**Text to read:**
In the past 14 years, we’ve seen three crises arising from Russia and its revived imperial ambitions. What did all three instances have in common? Answer: high oil prices as part of a general wave of high inflation. Oil prices hit an all-time high ($180 per barrel) in June 2008, and two months later, Russia invaded Georgia. Oil was at sustained levels at more than $100 a barrel before Russian annexed Crimea in 2014. And, of course, the wave of energy inflation we’ve seen in the past two years is a recent and painful memory. The pattern is overwhelming and undeniable. Russia is a petrostate. It is highly dependent on oil revenues. If the price of its oil goes down, that’s a hit to its income—where it hurts most.
Wars are costly. Jesus told us that. Remember this text from Luke: “Or what king, when he sets out to meet another king in battle, will not first sit down and consider whether he is strong enough …?” (Luke 14:31). Jesus knew exactly what He was saying. Within easy commuting distance of Nazareth was the city of Sepphoris, which did not count the cost before going to battle against Rome and did not “while the other is still far away” send a delegation and ask terms of peace (Luke 14:32). That city was destroyed during Jesus’ infant life and rebuilt during his adolescence when He worked as a carpenter. The tragic story of that city would have been a daily conversation during his upbringing. We should try to avoid the habit of ignoring the earthly level of Jesus' parables and rushing right to the theological point. Jesus as a rabbi argued “from heavy to light,” meaning He used an accepted truth at an earthly level to support a truth at a heavenly level. He doesn’t skip right to the cost of discipleship, and neither should we. As God in human flesh, Jesus was incapable of speaking falsehoods, either about discipleship or about geopolitics.

**Your tasks:**
A) According to the passage, which city near Nazareth was destroyed during Jesus' infancy?
B) Write out the part of the records that opens with the line containing "Q: Point out the blond" and closes with the line containing "x=167 y=107". Include both of those lines and reproduce every line unchanged.
The passage has no connection to the records that follow it.

**Data lines:**
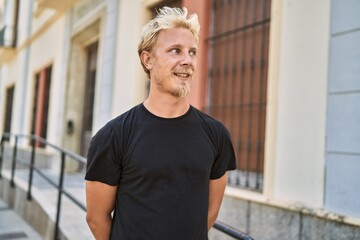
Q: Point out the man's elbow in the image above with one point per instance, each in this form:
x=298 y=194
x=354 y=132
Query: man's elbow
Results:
x=92 y=222
x=212 y=216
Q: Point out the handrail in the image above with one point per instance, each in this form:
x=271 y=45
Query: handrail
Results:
x=64 y=153
x=32 y=168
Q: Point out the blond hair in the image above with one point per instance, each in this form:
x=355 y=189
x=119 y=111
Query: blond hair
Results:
x=167 y=18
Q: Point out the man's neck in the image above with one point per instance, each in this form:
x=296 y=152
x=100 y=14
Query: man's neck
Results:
x=167 y=107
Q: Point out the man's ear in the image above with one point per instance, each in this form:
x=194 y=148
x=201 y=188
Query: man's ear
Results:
x=145 y=58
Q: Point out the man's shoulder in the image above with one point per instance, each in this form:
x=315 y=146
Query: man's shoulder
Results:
x=207 y=119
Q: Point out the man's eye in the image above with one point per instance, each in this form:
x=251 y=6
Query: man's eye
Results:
x=193 y=53
x=175 y=50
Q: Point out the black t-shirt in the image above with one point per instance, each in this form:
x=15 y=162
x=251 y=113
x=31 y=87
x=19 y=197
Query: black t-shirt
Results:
x=162 y=168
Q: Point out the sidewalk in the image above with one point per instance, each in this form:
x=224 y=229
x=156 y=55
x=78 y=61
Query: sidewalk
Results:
x=12 y=226
x=72 y=218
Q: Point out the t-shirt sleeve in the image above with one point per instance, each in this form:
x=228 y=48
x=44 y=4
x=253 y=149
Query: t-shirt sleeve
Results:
x=225 y=160
x=103 y=160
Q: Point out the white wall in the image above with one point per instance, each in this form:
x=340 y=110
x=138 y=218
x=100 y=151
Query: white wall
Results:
x=301 y=103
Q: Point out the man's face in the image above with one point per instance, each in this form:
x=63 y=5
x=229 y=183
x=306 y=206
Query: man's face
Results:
x=173 y=61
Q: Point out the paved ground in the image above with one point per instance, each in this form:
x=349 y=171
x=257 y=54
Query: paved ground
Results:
x=12 y=226
x=72 y=218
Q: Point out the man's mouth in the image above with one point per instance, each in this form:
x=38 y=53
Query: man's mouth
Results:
x=182 y=75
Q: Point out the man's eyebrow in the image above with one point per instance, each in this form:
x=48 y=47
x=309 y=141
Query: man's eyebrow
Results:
x=181 y=46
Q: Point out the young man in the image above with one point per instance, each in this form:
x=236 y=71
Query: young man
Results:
x=158 y=171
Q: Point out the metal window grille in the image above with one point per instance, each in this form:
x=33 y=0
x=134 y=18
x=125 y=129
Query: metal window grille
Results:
x=238 y=63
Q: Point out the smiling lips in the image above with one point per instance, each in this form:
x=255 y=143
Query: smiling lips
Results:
x=182 y=74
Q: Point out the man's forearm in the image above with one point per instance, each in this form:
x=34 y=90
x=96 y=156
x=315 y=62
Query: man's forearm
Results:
x=100 y=227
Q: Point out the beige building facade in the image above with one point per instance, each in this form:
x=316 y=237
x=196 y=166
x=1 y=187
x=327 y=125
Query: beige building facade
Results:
x=69 y=67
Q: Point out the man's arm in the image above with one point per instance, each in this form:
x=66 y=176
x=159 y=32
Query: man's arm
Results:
x=100 y=202
x=216 y=193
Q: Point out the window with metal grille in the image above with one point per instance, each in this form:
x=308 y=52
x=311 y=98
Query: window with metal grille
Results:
x=238 y=63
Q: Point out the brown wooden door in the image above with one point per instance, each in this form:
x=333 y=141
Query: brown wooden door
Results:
x=41 y=104
x=91 y=53
x=8 y=108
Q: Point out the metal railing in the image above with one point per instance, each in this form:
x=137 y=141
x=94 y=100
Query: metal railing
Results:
x=6 y=137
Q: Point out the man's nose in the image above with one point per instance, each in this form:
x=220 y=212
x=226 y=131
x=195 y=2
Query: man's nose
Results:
x=187 y=59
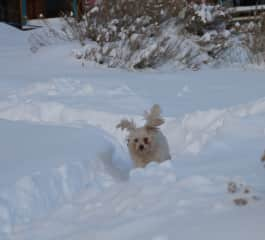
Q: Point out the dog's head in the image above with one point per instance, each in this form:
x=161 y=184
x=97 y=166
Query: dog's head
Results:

**Responses to the exercise:**
A) Sepphoris

B)
Q: Point out the blond hair in the image above with one point per instance, each in this form:
x=355 y=189
x=119 y=111
Query: blond hair
Results:
x=167 y=18
Q: Point out the man's neck in the image above with one point per instance, each in this form:
x=296 y=152
x=100 y=14
Query: man's neck
Results:
x=167 y=107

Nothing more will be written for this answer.